**Directions for this task:**
Your task is to retype each line of the data below exactly.
* * * * *
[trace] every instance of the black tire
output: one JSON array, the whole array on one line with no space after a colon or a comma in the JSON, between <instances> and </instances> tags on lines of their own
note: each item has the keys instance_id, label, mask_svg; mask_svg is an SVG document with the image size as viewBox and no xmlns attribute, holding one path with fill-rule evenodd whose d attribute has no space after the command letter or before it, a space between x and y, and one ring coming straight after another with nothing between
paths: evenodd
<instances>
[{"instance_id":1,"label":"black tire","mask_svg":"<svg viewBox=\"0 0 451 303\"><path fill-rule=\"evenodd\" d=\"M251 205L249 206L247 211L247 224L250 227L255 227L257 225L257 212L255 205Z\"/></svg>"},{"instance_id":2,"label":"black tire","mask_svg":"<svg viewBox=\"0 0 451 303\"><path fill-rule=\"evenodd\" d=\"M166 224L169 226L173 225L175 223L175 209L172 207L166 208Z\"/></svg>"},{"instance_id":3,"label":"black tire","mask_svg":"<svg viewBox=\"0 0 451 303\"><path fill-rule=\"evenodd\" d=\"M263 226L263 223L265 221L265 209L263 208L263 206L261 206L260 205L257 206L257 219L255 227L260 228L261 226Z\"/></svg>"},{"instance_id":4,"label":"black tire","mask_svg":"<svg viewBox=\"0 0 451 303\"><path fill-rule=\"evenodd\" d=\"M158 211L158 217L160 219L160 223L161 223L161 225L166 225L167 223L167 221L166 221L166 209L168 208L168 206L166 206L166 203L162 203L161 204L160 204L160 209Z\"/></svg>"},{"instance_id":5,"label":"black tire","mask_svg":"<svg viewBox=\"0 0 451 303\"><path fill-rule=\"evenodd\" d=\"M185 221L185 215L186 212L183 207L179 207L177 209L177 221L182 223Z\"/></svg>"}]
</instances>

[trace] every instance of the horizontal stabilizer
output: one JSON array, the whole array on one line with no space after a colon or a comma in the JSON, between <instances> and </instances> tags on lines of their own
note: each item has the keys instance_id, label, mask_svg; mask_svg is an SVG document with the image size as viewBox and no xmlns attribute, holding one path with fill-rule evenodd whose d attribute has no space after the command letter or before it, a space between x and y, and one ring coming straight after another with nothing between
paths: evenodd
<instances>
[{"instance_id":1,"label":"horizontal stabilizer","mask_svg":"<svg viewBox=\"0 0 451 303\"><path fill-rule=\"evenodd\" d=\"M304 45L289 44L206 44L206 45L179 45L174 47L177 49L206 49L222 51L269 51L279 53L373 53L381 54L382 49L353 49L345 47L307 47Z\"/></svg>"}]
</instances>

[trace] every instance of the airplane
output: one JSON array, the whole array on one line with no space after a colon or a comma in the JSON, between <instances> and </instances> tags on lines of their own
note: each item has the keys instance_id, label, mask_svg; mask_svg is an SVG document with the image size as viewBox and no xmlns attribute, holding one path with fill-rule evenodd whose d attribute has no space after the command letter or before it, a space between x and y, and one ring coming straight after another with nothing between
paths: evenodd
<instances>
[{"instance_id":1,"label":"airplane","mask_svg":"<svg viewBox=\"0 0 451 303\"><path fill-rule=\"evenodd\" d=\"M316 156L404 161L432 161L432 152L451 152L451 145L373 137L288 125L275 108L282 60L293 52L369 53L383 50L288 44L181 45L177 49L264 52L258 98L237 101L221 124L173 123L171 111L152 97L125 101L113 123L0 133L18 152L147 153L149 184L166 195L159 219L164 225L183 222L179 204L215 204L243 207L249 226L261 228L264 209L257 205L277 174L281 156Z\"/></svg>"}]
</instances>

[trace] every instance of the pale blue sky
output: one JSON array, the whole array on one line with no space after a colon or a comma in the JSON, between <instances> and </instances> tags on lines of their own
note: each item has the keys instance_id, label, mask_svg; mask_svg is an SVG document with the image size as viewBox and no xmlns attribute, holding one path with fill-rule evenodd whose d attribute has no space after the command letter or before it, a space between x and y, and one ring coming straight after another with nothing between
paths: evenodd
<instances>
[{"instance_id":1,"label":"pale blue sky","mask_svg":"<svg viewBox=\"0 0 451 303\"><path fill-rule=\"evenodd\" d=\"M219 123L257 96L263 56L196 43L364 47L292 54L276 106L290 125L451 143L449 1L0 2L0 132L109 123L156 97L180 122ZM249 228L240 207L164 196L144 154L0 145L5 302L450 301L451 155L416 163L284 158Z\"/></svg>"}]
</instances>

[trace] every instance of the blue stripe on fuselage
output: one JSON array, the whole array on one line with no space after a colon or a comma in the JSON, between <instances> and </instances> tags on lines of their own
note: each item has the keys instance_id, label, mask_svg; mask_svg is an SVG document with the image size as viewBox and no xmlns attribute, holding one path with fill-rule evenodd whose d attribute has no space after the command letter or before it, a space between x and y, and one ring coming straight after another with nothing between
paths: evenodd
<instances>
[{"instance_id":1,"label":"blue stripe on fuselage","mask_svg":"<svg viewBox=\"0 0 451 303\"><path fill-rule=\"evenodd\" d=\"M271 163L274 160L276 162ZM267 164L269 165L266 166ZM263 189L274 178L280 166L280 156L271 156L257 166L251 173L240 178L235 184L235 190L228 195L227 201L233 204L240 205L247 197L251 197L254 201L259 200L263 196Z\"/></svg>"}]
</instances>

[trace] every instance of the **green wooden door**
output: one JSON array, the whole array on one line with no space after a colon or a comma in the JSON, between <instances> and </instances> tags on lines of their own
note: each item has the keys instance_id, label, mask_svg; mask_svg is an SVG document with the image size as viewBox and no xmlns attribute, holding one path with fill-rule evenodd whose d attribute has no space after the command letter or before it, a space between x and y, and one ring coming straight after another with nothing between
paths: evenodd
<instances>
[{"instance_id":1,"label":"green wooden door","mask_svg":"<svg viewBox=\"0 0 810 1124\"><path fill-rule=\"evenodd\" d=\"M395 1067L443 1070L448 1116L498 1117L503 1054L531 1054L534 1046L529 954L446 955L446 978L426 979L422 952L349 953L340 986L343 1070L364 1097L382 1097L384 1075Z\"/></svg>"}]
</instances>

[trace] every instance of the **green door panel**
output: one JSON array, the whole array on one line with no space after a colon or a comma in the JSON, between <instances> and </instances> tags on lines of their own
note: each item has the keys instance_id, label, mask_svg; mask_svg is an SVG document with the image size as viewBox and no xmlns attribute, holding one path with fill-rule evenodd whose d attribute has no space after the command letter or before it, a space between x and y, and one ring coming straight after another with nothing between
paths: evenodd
* * * * *
**Result of this exercise:**
[trace] every instance of the black tire
output: one JSON array, the whole array on one line with no space after a colon or a comma in the JSON, between <instances> and </instances> tags on lines of their own
note: each item has the keys instance_id, label, mask_svg; mask_svg is an SVG document with the image size as viewBox and no xmlns attribute, holding one path with fill-rule evenodd whose d attribute has no space after the command letter or before it, a space between x and y, and one ring coming straight after another with nothing between
paths: evenodd
<instances>
[{"instance_id":1,"label":"black tire","mask_svg":"<svg viewBox=\"0 0 451 303\"><path fill-rule=\"evenodd\" d=\"M251 205L249 206L247 211L247 224L250 227L255 227L257 225L257 212L255 205Z\"/></svg>"},{"instance_id":2,"label":"black tire","mask_svg":"<svg viewBox=\"0 0 451 303\"><path fill-rule=\"evenodd\" d=\"M166 224L169 226L173 225L175 223L175 209L172 207L166 208Z\"/></svg>"},{"instance_id":3,"label":"black tire","mask_svg":"<svg viewBox=\"0 0 451 303\"><path fill-rule=\"evenodd\" d=\"M263 226L263 223L265 221L265 209L263 208L263 206L261 206L260 205L257 206L257 219L255 227L260 228L261 226Z\"/></svg>"},{"instance_id":4,"label":"black tire","mask_svg":"<svg viewBox=\"0 0 451 303\"><path fill-rule=\"evenodd\" d=\"M158 211L158 217L160 219L160 223L161 223L161 225L166 225L167 223L167 221L166 221L166 209L168 208L168 206L166 206L166 203L162 203L161 204L160 204L160 209Z\"/></svg>"},{"instance_id":5,"label":"black tire","mask_svg":"<svg viewBox=\"0 0 451 303\"><path fill-rule=\"evenodd\" d=\"M185 221L185 215L186 212L183 207L179 207L177 209L177 221L182 223Z\"/></svg>"}]
</instances>

[trace] every instance of the horizontal stabilizer
output: one JSON array, the whole array on one line with no space after a colon or a comma in the JSON, between <instances> and </instances> tags on lines of their own
note: each item has the keys instance_id, label, mask_svg; mask_svg is an SVG document with the image size as viewBox and no xmlns attribute, holding one path with fill-rule evenodd whose d attribute has no space after the command letter or before it, a space between x and y, and one ring coming straight after another with nothing between
paths: evenodd
<instances>
[{"instance_id":1,"label":"horizontal stabilizer","mask_svg":"<svg viewBox=\"0 0 451 303\"><path fill-rule=\"evenodd\" d=\"M304 45L289 44L206 44L206 45L179 45L174 47L177 49L206 49L222 51L269 51L279 53L373 53L381 54L382 49L353 49L345 47L307 47Z\"/></svg>"}]
</instances>

[trace] every instance of the airplane
output: one JSON array, the whole array on one line with no space after a colon or a comma in the JSON, between <instances> and </instances> tags on lines of their own
note: each item has the keys instance_id, label, mask_svg; mask_svg is an SVG document with the image size as viewBox and no xmlns attribute, holding one path with fill-rule evenodd whose d attribute has no space after the command letter or before it, a space between x and y, and one ring coming straight after another with nothing between
paths: evenodd
<instances>
[{"instance_id":1,"label":"airplane","mask_svg":"<svg viewBox=\"0 0 451 303\"><path fill-rule=\"evenodd\" d=\"M316 156L404 161L432 161L432 152L451 152L451 145L373 137L288 125L275 108L282 60L293 52L369 53L383 50L288 44L181 45L177 49L264 52L258 98L237 101L221 124L173 123L171 111L152 97L125 101L113 123L0 133L18 152L147 153L149 184L166 195L159 219L164 225L183 222L179 204L215 204L243 207L249 226L261 228L264 209L257 205L277 174L281 156Z\"/></svg>"}]
</instances>

[trace] every instance of the pale blue sky
output: one JSON array, the whole array on one line with no space after a colon or a comma in the JSON, between <instances> and </instances> tags on lines of their own
note: each item has the keys instance_id, label, mask_svg; mask_svg is an SVG document with the image size as viewBox and no xmlns attribute, holding one path with fill-rule evenodd whose d attribute has no space after the command letter or before it, a space between x and y, and one ring coming straight after another with nothing between
paths: evenodd
<instances>
[{"instance_id":1,"label":"pale blue sky","mask_svg":"<svg viewBox=\"0 0 451 303\"><path fill-rule=\"evenodd\" d=\"M219 123L257 96L263 56L196 43L364 47L292 54L276 106L290 125L451 143L449 1L0 2L0 132L109 123L156 97L180 122ZM249 228L240 207L164 196L144 154L0 145L5 302L450 301L451 155L416 163L284 158Z\"/></svg>"}]
</instances>

[trace] every instance of the blue stripe on fuselage
output: one JSON array, the whole array on one line with no space after a colon or a comma in the JSON, between <instances> and </instances> tags on lines of their own
note: each item has the keys instance_id, label, mask_svg; mask_svg is an SVG document with the image size as viewBox and no xmlns attribute, holding one path with fill-rule evenodd whose d attribute has no space after the command letter or before it, a space between x and y, and one ring coming straight after another with nothing between
paths: evenodd
<instances>
[{"instance_id":1,"label":"blue stripe on fuselage","mask_svg":"<svg viewBox=\"0 0 451 303\"><path fill-rule=\"evenodd\" d=\"M271 163L274 160L276 162ZM267 164L269 165L266 166ZM263 189L274 178L280 166L280 156L271 156L257 166L251 173L240 178L235 184L235 190L228 195L227 201L233 204L240 205L247 197L251 197L254 201L259 200L263 196Z\"/></svg>"}]
</instances>

[trace] every instance of the **green wooden door**
output: one JSON array, the whole array on one line with no space after a colon or a comma in the JSON, between <instances> and </instances> tags on lines of their own
note: each item has the keys instance_id, label, mask_svg; mask_svg is an SVG document with the image size as viewBox and no xmlns attribute, holding one path with fill-rule evenodd whose d attribute has no space after the command letter or before it, a space between x and y, and one ring coming straight after another with nothing between
paths: evenodd
<instances>
[{"instance_id":1,"label":"green wooden door","mask_svg":"<svg viewBox=\"0 0 810 1124\"><path fill-rule=\"evenodd\" d=\"M395 1067L443 1070L448 1116L498 1117L503 1054L531 1054L534 1046L529 954L446 955L446 978L426 979L422 952L349 953L340 986L343 1070L364 1097L382 1097L384 1075Z\"/></svg>"}]
</instances>

[trace] every instance of the **green door panel**
output: one JSON array, the whole array on one line with no space after a colon or a comma in the JSON, between <instances> and </instances> tags on lines of their own
note: each item has the keys instance_id, label, mask_svg; mask_svg is an SVG document with the image size as viewBox and no xmlns attribute, holding one path with fill-rule evenodd whose d attribute has no space after the command letter or before it, a space between x and y, and one ring coming straight after another with nothing between
paths: evenodd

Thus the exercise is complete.